### Records to use
════════════════
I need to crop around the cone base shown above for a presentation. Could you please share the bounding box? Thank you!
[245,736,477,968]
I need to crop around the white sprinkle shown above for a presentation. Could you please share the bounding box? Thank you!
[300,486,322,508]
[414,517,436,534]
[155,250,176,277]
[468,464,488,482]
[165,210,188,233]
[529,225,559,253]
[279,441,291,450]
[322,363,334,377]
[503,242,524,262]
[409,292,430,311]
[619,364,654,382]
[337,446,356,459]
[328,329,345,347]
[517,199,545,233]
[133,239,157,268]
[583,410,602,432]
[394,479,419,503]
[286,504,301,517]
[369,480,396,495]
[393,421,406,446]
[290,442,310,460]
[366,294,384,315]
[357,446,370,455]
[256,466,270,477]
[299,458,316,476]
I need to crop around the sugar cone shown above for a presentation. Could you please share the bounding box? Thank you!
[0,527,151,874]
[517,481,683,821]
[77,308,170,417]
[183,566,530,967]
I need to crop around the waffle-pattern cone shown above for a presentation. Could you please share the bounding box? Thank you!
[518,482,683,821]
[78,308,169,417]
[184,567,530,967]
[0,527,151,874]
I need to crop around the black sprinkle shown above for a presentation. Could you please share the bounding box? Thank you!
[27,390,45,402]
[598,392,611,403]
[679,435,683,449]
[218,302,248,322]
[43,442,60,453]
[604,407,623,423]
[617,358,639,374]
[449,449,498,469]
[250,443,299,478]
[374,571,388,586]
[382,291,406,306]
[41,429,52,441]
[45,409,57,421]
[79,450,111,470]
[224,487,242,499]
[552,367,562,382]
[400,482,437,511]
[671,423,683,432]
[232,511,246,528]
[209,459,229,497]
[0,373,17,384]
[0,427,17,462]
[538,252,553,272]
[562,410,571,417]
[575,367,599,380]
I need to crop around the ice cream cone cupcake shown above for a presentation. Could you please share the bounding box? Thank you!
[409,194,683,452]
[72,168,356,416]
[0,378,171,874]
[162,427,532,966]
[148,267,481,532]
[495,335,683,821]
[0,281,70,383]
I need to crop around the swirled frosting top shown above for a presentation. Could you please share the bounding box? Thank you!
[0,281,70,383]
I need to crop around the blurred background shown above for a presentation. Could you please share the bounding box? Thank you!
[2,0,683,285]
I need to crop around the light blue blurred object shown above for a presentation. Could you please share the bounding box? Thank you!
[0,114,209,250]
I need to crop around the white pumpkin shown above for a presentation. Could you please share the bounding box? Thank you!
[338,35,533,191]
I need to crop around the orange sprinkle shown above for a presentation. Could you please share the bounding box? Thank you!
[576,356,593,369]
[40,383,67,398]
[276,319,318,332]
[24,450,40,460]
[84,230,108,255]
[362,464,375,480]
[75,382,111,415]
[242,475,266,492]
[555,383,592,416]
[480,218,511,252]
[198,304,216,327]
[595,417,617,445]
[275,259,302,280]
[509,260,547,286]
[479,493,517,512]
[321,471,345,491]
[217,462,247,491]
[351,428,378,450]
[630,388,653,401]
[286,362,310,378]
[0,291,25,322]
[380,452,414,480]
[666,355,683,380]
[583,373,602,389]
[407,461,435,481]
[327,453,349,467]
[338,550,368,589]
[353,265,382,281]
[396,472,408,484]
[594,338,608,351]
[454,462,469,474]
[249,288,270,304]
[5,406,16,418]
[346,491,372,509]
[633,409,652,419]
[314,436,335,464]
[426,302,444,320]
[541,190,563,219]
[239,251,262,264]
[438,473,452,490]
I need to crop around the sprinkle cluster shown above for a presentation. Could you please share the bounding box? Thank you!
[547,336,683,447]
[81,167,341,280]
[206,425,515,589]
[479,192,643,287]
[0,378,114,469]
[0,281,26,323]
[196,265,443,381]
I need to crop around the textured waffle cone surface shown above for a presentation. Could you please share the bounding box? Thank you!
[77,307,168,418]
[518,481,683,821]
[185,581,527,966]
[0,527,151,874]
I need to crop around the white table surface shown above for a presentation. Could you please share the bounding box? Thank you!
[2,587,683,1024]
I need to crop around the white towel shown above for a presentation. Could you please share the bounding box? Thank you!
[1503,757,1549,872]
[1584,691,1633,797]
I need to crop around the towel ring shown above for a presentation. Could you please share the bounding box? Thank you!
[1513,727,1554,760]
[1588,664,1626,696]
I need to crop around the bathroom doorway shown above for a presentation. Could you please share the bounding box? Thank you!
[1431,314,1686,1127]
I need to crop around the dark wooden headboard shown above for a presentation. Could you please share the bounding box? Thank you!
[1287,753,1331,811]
════════════════
### What the task asks
Print the listing in full, exactly as given.

### Response to this exercise
I need to crop around the cone base shown above for a presentation. Could you please share the bounding box? Thank you!
[245,736,477,968]
I need to crop around the white sprinkle shown above for a presentation. Could you please share the bounding box? Thank you!
[300,486,322,508]
[414,517,436,534]
[155,250,176,277]
[468,464,488,482]
[165,210,188,233]
[529,225,559,253]
[279,441,291,450]
[322,363,334,377]
[503,242,524,262]
[409,292,430,311]
[619,364,654,382]
[337,446,356,459]
[328,329,345,347]
[517,199,545,233]
[133,239,157,268]
[583,410,602,432]
[394,479,419,503]
[286,504,301,517]
[369,480,396,495]
[393,421,406,446]
[290,442,310,460]
[366,294,384,315]
[357,446,370,455]
[256,466,270,477]
[299,458,316,476]
I need to crop around the sugar cone shown above for a presentation. Could you please share the bounding box? Thank you!
[0,527,151,874]
[517,481,683,821]
[77,308,170,417]
[183,566,530,967]
I need to crop around the waffle-pattern cone shown above for a presentation. Could you please share the bounding box? Thank you!
[518,482,683,821]
[78,308,169,417]
[184,567,530,967]
[0,527,151,874]
I need to crop around the black sprinkle shown above for a presentation. Could you please share the bounding box? Thank you!
[27,390,45,402]
[598,392,611,403]
[679,435,683,449]
[218,302,248,322]
[43,442,60,453]
[604,407,623,423]
[617,358,639,374]
[449,449,498,469]
[250,443,299,478]
[374,571,388,586]
[382,291,406,306]
[41,429,52,441]
[45,409,57,421]
[79,450,111,470]
[224,487,242,499]
[552,367,562,382]
[400,482,437,511]
[671,423,683,432]
[232,511,246,528]
[209,459,229,497]
[0,373,17,384]
[0,427,17,462]
[538,252,553,272]
[562,410,571,417]
[575,367,599,380]
I need to crop around the ice cream cone cupcake shown above for a presentation. Could you please share the bounding box? Thank you!
[409,194,683,452]
[72,168,356,416]
[0,378,171,874]
[162,427,532,966]
[148,267,481,532]
[495,335,683,821]
[0,281,70,383]
I need to crop around the swirled frosting top shown above for a presentation. Could you please share the bounding box? Thank you!
[0,281,70,383]
I need to crop around the blurred background shown above for a presentation. Could you please share the bounding box? Thank you!
[2,0,683,285]
I need to crop around the light blue blurred object shown above for a presentation. Could you please share the bounding box? Thank you!
[0,114,209,250]
I need to crop around the white pumpkin shown above for a presentation. Could you please share the bounding box? Thank you!
[338,35,533,191]
I need to crop around the orange sprinkle shown above for a presentation. Could you please share the bounding box? Thank you!
[576,356,593,369]
[40,383,67,398]
[276,319,318,332]
[24,450,40,460]
[84,230,108,255]
[362,464,375,480]
[75,382,111,415]
[242,475,266,492]
[555,383,592,416]
[480,218,511,252]
[198,304,216,327]
[595,417,617,445]
[275,259,302,280]
[509,260,547,286]
[479,493,517,512]
[321,471,345,491]
[217,462,247,491]
[351,428,378,450]
[630,388,653,401]
[286,362,310,378]
[0,291,25,322]
[380,452,414,480]
[666,355,683,380]
[583,373,602,389]
[407,461,435,481]
[327,453,349,467]
[338,550,368,589]
[353,265,382,281]
[396,472,408,484]
[594,338,608,351]
[454,462,469,474]
[249,288,270,304]
[5,406,16,418]
[346,491,372,509]
[633,409,652,419]
[314,436,335,464]
[426,302,444,320]
[541,190,563,219]
[239,251,262,264]
[438,473,452,490]
I need to crop around the sprinkle cluster shown above for a presentation. Could you please share the bounding box? Thank you!
[547,336,683,447]
[81,167,341,280]
[206,425,515,589]
[479,192,643,287]
[0,378,114,469]
[0,281,26,323]
[196,265,443,381]
I need to crop around the textured waffle cone surface shown above for a presentation. Could you please share the bounding box? Thank you!
[77,307,168,418]
[518,481,683,821]
[185,581,527,966]
[0,527,151,874]
I need to crop around the white table surface shown above for a presentation. Could you please share the bounding box? Thank you!
[2,587,683,1024]
I need to crop around the white towel shown above for a presentation. Could you please share the bounding box? Thank you!
[1503,757,1549,872]
[1584,691,1633,797]
I need to crop around the towel ring shown above for a presentation. Could you please share the bounding box? Thank you!
[1513,727,1554,760]
[1588,664,1626,696]
I need to crop around the bathroom doorway shown above for a presentation. Could you please share the bounding box? Thank you!
[1431,314,1686,1127]
I need to crop around the dark wooden headboard shown above for a presentation. Could you please share the bounding box? Thank you!
[1287,753,1331,811]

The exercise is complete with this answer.